• _Exercise description_: Print only the line with "In the picture above, where can the dry" and the lines after it, ending with the last line of the material, each exactly as it stands.

================================

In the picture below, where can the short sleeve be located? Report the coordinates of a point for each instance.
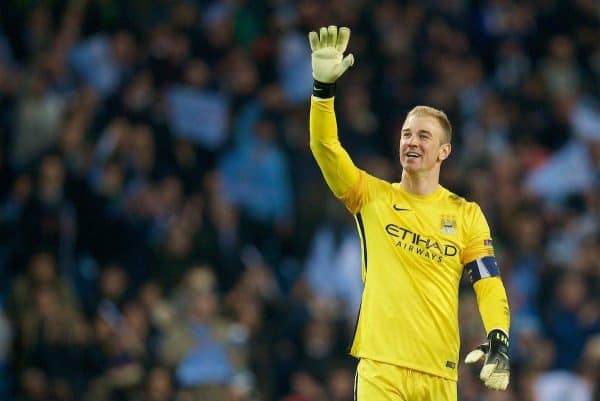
(478, 240)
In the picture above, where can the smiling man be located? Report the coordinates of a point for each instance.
(417, 239)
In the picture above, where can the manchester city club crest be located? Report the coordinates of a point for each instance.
(448, 224)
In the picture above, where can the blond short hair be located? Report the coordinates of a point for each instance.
(439, 115)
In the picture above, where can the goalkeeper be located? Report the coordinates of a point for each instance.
(417, 238)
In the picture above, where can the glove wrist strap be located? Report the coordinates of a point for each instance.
(498, 338)
(323, 90)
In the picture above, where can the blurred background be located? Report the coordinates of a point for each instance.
(165, 233)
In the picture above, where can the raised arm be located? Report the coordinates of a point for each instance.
(328, 64)
(492, 301)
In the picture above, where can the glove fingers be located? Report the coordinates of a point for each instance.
(474, 356)
(343, 39)
(348, 61)
(313, 38)
(331, 35)
(322, 37)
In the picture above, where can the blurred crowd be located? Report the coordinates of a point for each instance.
(165, 233)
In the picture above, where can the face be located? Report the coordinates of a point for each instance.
(421, 144)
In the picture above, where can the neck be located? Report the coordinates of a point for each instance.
(422, 183)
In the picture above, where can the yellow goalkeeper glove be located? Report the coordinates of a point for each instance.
(328, 61)
(495, 373)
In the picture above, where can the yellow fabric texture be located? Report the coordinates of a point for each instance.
(414, 248)
(377, 381)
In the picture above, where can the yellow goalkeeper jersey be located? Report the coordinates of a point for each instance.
(413, 252)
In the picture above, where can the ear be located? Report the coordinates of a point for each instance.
(444, 152)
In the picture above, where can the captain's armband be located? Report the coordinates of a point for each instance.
(482, 268)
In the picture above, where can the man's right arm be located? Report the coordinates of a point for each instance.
(339, 171)
(328, 65)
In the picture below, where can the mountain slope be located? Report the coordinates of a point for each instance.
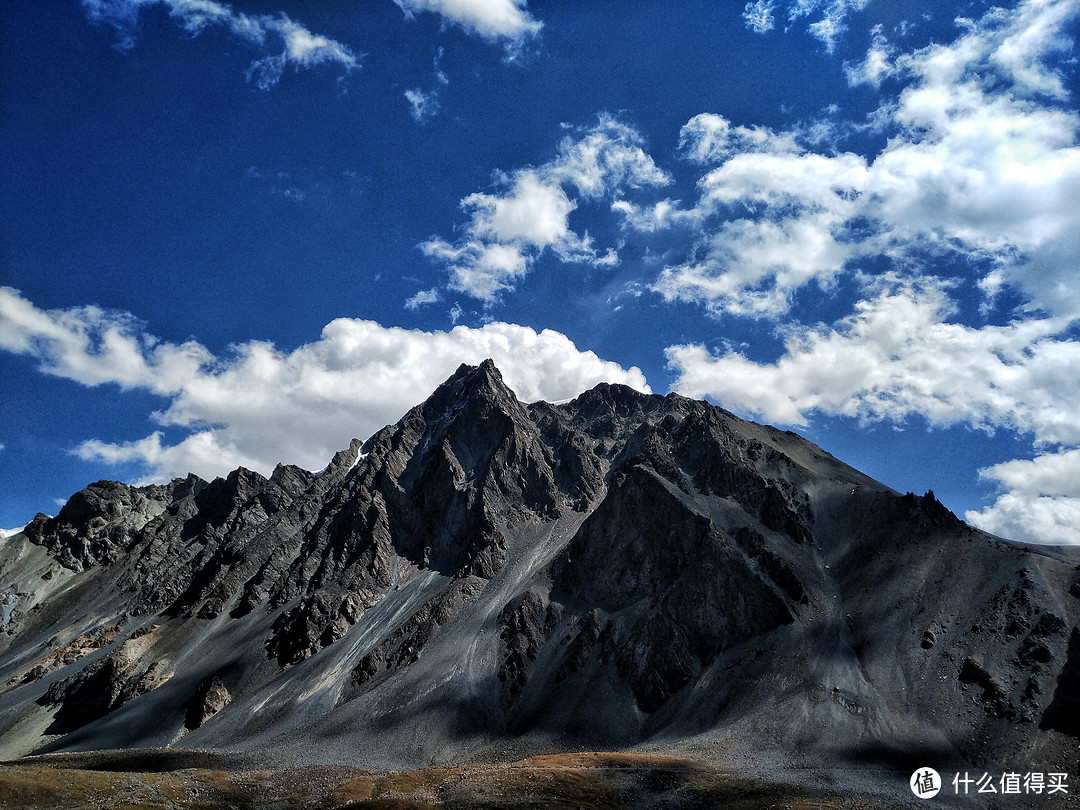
(491, 576)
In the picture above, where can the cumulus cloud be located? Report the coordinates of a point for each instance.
(982, 165)
(529, 211)
(1041, 502)
(901, 354)
(498, 21)
(300, 48)
(421, 298)
(260, 405)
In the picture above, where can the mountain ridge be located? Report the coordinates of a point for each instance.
(484, 575)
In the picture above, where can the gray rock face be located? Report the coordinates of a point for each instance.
(615, 569)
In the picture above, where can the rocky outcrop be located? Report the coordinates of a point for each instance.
(616, 568)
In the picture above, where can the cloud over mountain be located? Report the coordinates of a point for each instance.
(261, 405)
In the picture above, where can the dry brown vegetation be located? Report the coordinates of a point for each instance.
(582, 780)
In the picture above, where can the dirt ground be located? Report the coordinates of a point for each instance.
(194, 781)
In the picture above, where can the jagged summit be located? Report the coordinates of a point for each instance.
(615, 569)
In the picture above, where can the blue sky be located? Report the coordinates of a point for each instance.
(245, 233)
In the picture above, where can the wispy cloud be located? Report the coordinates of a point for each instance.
(422, 106)
(529, 211)
(299, 46)
(259, 405)
(422, 298)
(498, 21)
(828, 27)
(979, 163)
(758, 15)
(981, 174)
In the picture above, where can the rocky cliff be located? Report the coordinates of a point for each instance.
(615, 570)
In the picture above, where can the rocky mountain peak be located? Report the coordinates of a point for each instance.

================================

• _Correct result_:
In the picture above, where can the dry brown vegetation be located? Report the coordinates of a point for each instance.
(582, 780)
In the picture above, where can the dirt ground be located? Report the coordinates of a point for each instance.
(194, 781)
In the picture above, where can the jagged summit be located? Report the coordinates of a point for each instance.
(615, 569)
In the picture above, where can the blue sky be located? Report the coordinates of a point for each instance.
(245, 233)
In the picture above, where can the wispy cloud be located? Report the coordinates of a point for each instance.
(422, 106)
(529, 211)
(299, 46)
(259, 405)
(422, 298)
(498, 21)
(828, 27)
(979, 163)
(758, 15)
(981, 174)
In the picture above, where can the rocky cliff be located? Report the coordinates of a point for each instance.
(615, 570)
In the picture above, where can the rocky mountain peak be located? Report the coordinates of a point for each instance.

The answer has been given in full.